EXCERPT ▸
+-------+

Patrick's optimal strategy is to draw either as the first or as the second one. Peter's optimal strategy is to hold the toothpicks.

Suppose Patrick is drawing as the first one. In this case the probability for him to draw the short toothpick is, obviously, 1/4.

Suppose Paul is drawing as the second one. After Patrick's pick there are only two combinations of toothpicks which can be left for Paul. These are:
a) three long toothpicks;
b) two long toothpicks and one short toothpick.

Since Patrick has been drawing from among four toothpicks, the probability for combination a is 1/4 and probability for combination b is 3/4 (1-1/4). In case combination a is true there is a zero probability for Paul to draw the short toothpick (because it has been drawn by Patrick already). In case combination b is true there is a 1/3 probability for Paul to draw the short toothpick. Based on this, the overall probability Paul draws the short toothpick is a combined probability of both combinations:

1/4 x 0 + 3/4 x 1/3 = 1/4 (Paul).

Suppose Phillip is drawing as the third one. After Paul's pick there are only two combinations of toothpicks which can be left for Phillip. These are:
c) two long toothpicks;
d) one long toothpick and one short toothpick.

Since Paul has been drawing from among three toothpicks, the probability for combination c is 1/3 and probability for combination d is 2/3 (1 - 1/3). In case combination c is true there is a zero probability for Phillip to draw the short toothpick (because it has been drawn by Paul already). In case combination d is true there is a 1/2 probability for Phillip to draw the short toothpick. Based on this, the overall probability Phillip draws the short toothpick is a combined probability of both combinations:

1/3 x 0 + 2/3 x 1/2 = 1/3 (Phillip).

+-------+

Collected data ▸
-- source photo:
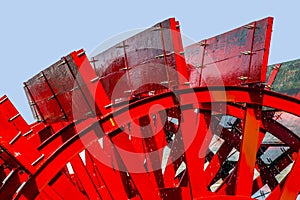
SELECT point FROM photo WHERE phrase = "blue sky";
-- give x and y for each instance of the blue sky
(35, 34)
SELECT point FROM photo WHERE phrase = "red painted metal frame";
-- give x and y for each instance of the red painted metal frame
(233, 58)
(75, 145)
(79, 148)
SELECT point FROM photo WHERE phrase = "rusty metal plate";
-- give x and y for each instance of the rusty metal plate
(236, 57)
(287, 78)
(144, 62)
(54, 94)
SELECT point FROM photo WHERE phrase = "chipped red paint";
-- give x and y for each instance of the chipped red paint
(100, 133)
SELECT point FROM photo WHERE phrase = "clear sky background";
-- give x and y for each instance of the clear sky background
(35, 34)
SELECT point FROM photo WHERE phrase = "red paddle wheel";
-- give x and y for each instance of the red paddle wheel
(151, 119)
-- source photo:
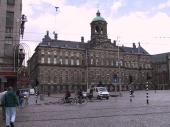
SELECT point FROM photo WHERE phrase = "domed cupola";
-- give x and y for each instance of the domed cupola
(98, 27)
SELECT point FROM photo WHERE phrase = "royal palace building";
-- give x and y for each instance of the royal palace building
(58, 65)
(10, 15)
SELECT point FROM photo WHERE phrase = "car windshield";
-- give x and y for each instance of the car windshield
(102, 89)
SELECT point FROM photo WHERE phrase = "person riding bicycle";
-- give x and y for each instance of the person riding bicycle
(67, 95)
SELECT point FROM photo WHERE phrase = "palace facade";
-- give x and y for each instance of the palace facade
(59, 65)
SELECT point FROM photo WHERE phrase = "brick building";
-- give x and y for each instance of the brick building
(59, 64)
(10, 14)
(161, 71)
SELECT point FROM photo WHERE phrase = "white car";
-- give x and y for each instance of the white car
(99, 92)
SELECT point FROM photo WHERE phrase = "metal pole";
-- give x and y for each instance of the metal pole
(119, 68)
(147, 94)
(130, 92)
(87, 85)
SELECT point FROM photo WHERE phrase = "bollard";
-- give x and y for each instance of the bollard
(130, 94)
(147, 94)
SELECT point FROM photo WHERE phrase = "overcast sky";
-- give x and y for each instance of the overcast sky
(144, 21)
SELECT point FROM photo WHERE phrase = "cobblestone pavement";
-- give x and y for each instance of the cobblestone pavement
(115, 112)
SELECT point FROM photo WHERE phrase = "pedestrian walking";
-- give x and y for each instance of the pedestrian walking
(10, 102)
(3, 108)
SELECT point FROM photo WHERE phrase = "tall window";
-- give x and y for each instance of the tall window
(66, 61)
(42, 59)
(9, 18)
(42, 51)
(72, 62)
(77, 62)
(91, 61)
(55, 61)
(8, 40)
(9, 21)
(61, 61)
(10, 2)
(49, 60)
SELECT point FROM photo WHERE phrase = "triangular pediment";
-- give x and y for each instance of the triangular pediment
(106, 46)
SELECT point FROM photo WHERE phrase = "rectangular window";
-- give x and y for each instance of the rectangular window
(72, 62)
(55, 53)
(55, 61)
(8, 50)
(61, 61)
(9, 29)
(91, 61)
(66, 61)
(9, 19)
(42, 51)
(78, 62)
(8, 40)
(42, 60)
(10, 2)
(49, 60)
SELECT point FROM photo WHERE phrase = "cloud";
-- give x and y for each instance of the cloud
(164, 5)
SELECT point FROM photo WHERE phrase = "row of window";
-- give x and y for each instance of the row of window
(63, 77)
(61, 53)
(10, 2)
(94, 62)
(61, 61)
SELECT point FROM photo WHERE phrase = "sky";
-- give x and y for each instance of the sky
(129, 21)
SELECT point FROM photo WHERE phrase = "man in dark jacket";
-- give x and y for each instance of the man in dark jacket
(10, 102)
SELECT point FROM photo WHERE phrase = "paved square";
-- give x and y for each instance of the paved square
(115, 112)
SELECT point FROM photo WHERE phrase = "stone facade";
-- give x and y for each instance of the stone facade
(60, 65)
(161, 71)
(10, 13)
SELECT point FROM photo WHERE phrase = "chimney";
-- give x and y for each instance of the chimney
(82, 39)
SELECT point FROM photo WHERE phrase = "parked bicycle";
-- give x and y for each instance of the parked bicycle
(78, 100)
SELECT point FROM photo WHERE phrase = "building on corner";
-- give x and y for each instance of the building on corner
(59, 64)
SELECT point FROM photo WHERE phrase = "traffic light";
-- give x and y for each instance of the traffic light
(130, 79)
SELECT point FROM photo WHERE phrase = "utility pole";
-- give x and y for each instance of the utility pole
(119, 77)
(87, 85)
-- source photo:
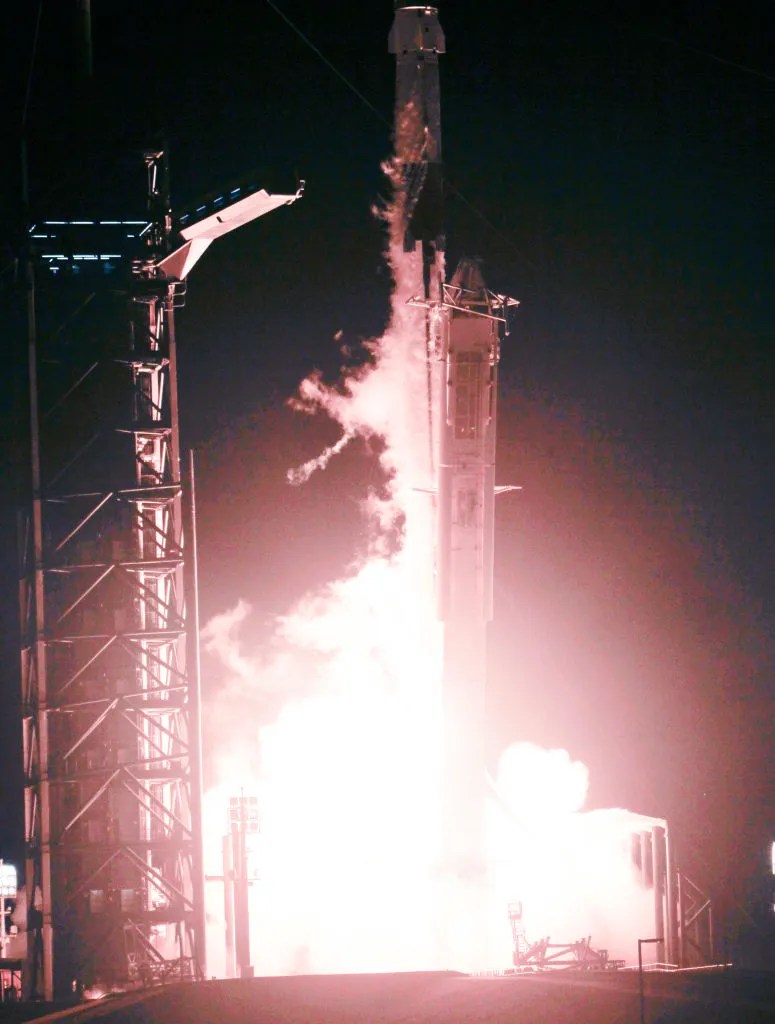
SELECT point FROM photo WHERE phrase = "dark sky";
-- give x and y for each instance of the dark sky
(613, 169)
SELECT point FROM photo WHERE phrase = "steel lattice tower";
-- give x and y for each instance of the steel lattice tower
(110, 686)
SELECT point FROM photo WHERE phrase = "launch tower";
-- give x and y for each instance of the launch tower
(110, 687)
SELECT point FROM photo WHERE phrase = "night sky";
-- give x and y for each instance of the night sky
(613, 170)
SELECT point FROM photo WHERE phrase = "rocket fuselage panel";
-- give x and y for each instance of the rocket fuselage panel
(467, 469)
(417, 41)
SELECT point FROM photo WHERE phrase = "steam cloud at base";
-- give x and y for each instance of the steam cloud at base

+-------+

REQUESTS ▸
(1) Copy out the section of the toothpick-drawing probability excerpt that starts with the words containing "Suppose Paul is" and ends with "toothpicks and one short toothpick.".
(2) Extend the toothpick-drawing probability excerpt, picking up after its final sentence.

TASK-BY-TASK RESULTS ▸
(1)
Suppose Paul is drawing as the second one. After Patrick's pick there are only two combinations of toothpicks which can be left for Paul. These are:
a) three long toothpicks;
b) two long toothpicks and one short toothpick.

(2)
Peter is the one who is holding the toothpicks. After Phillip's pick there are only two combinations of toothpicks which can be left in Peter's hand:
e) a long toothpick;
f) the short toothpick.

Since Phillip has been drawing from among two toothpicks, the probability for combination e is 1/2 and probability for combination f is also 1/2 (1 - 1/3). In case combination e is true there is a zero probability for Peter to get the short toothpick. In case combination f is true the probability Peter gets the short toothpick equals 1. Based on this, the overall probability Peter draws the short toothpick is a combined probability of both combinations:

1/2 x 0 + 1/2 x 1 = 1/2 (Peter).

As it can be seen it doesn't matter too much for Patrick whether to be the first or to be the second. Paradoxically, the probability for him to get the short toothpick is the same in both cases - 1/4. In contrast probability for Peter to get the short toothpick is the highest in case he is the one holding the toothpicks in his hand.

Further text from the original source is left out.